→ WORK TO BE COMPLETED
Write out the lines below word for word, leaving out the pictures.

→ Image point annotation entries
──────────
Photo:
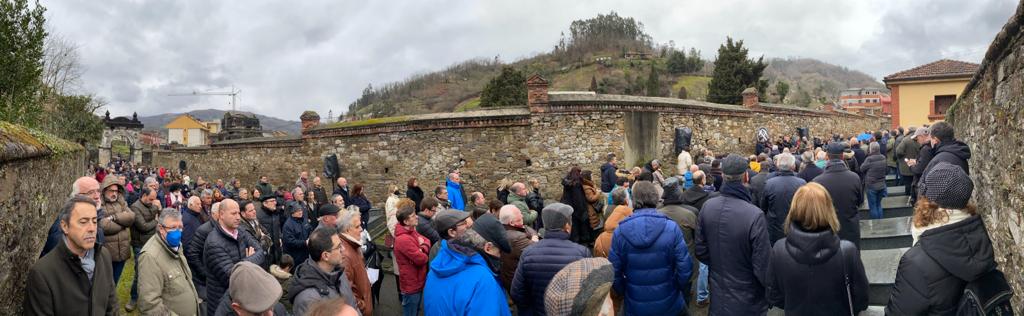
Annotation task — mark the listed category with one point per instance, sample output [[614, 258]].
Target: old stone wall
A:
[[36, 176], [988, 117], [488, 145]]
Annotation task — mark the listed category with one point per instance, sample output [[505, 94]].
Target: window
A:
[[942, 103]]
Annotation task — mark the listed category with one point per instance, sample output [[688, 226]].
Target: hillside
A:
[[595, 49], [156, 123]]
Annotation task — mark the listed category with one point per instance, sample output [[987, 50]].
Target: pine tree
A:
[[509, 88], [653, 84], [733, 73], [22, 41]]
──────────
→ RESPONSE TO THIS TASK
Photo:
Annotation task — mark the listed category with one point per instance, sample output [[614, 258]].
Target: old stone wall
A:
[[36, 176], [988, 117], [488, 145]]
Annotation task — mark the listed category with one point per instance, sample output [[505, 94]].
Target: window
A:
[[942, 103]]
Annotation task — mark the listed category with one point per instance, sample output [[688, 226]].
Target: hillside
A:
[[595, 49], [156, 123]]
Annotation task — mark the listed category with one point per instance, sample output [[987, 50]].
Target: pine tree
A:
[[509, 88], [653, 84], [733, 73], [22, 41]]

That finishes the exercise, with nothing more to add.